#### Aim:
Reproduce every line of the data below verbatim, leaving nothing out and changing nothing.

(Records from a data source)
....

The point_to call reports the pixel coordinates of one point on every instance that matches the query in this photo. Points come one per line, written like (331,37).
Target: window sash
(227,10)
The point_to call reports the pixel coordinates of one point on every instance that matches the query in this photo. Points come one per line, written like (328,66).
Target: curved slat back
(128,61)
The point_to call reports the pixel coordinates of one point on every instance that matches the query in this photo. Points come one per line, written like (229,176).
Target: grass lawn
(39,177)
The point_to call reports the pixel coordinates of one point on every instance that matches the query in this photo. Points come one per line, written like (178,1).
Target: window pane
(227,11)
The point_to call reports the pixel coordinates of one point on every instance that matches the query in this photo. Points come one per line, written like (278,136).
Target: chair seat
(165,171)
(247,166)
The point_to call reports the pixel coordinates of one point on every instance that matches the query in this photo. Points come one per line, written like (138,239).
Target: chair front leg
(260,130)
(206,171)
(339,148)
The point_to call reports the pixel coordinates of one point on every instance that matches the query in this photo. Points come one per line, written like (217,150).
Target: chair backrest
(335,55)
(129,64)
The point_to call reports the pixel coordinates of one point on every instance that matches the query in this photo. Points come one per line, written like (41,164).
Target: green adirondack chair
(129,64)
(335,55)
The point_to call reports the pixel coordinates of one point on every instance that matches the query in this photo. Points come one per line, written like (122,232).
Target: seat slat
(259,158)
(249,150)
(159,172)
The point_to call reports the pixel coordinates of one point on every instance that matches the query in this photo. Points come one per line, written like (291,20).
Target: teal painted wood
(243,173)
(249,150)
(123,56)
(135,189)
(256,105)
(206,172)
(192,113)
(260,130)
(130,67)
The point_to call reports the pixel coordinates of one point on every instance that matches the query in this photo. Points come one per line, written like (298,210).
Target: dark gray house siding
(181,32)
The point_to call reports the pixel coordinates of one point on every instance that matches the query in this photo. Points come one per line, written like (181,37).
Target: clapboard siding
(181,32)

....

#### Task result:
The point_to call reports the pixel coordinates of one point on every instance that matches the query in this photo. Points come one per line, written like (331,37).
Target: window sash
(227,10)
The point_to call reports the pixel coordinates of one point on every instance that matches the query in this photo. Points come one per line, written like (328,66).
Target: curved slat back
(128,61)
The point_to call reports the pixel coordinates of one point on every instance that matches the query in this photo. Points come one per line, written like (229,176).
Target: grass lawn
(39,177)
The point_to call reports the pixel coordinates of one point on every instance that matches the query in this photo. Points come one per line, written like (178,1).
Target: window pane
(227,11)
The point_to call reports the pixel coordinates of one point on every instance that matches the query in this photo. Points come one per line, written like (278,136).
Target: chair seat
(165,171)
(247,166)
The point_to call reports the pixel coordinates of one point on every instance that matches the query in this photo. Points come one per line, written like (138,239).
Target: chair front leg
(260,130)
(206,171)
(339,148)
The point_to call reports the pixel coordinates of one point on every instance that matches the query in this photo. Points come one per line, written like (217,150).
Target: chair backrest
(335,55)
(129,64)
The point_to call reports the pixel coordinates of one point on every instance that matches the query in this photo. Points come one per line, written like (41,164).
Target: green adirondack chair
(129,64)
(335,55)
The point_to call reports the pixel coordinates of one point on every instance that matches the query in this photo. Points come one per line, written like (122,232).
Target: seat slat
(259,158)
(249,150)
(159,172)
The point_to call reports the pixel coordinates of one point on every instance that matches the query in this photo. Points come one per line, written like (291,20).
Target: teal painted wood
(243,173)
(249,150)
(123,56)
(135,189)
(256,105)
(206,172)
(192,113)
(260,130)
(130,67)
The point_to call reports the pixel coordinates of one point on every instance that matches the query in this photo. Points come one per line, written like (298,210).
Target: dark gray house siding
(181,32)
The point_to call reports the pixel coordinates of one point on every instance that matches the query in this photo. Points come one per line, written like (181,37).
Target: clapboard siding
(181,32)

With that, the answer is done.